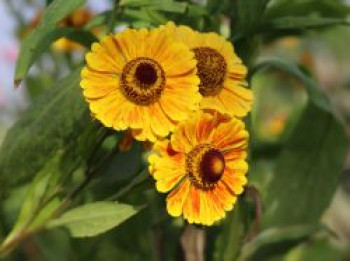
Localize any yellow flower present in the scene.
[161,22,253,117]
[53,9,93,52]
[148,112,248,225]
[81,29,201,142]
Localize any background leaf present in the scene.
[0,68,91,198]
[15,0,85,85]
[237,225,320,261]
[253,60,347,228]
[49,201,141,237]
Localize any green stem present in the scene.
[108,0,120,33]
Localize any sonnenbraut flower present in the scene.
[148,112,248,225]
[161,22,253,117]
[81,29,201,142]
━━━━━━━━━━━━━━━━━━━━━━━━━━━━━━
**SET TASK:** Render every row above as a numbered list, skipping blank lines and leaving out the picture.

**SOLUTION TO THE EXERCISE:**
1. Localize any yellow flower present in the scene.
2. [161,22,253,117]
3. [53,9,93,52]
4. [148,112,248,225]
5. [81,29,201,142]
6. Localize any background leaf present in the scene.
7. [0,68,91,198]
8. [15,0,85,85]
9. [237,225,320,261]
10. [253,60,347,228]
11. [49,201,141,237]
12. Localize any green stem present in the scene.
13. [108,0,120,33]
14. Localize any sonnenbraut flower present in the scene.
15. [148,112,248,225]
16. [161,22,253,117]
17. [81,29,201,142]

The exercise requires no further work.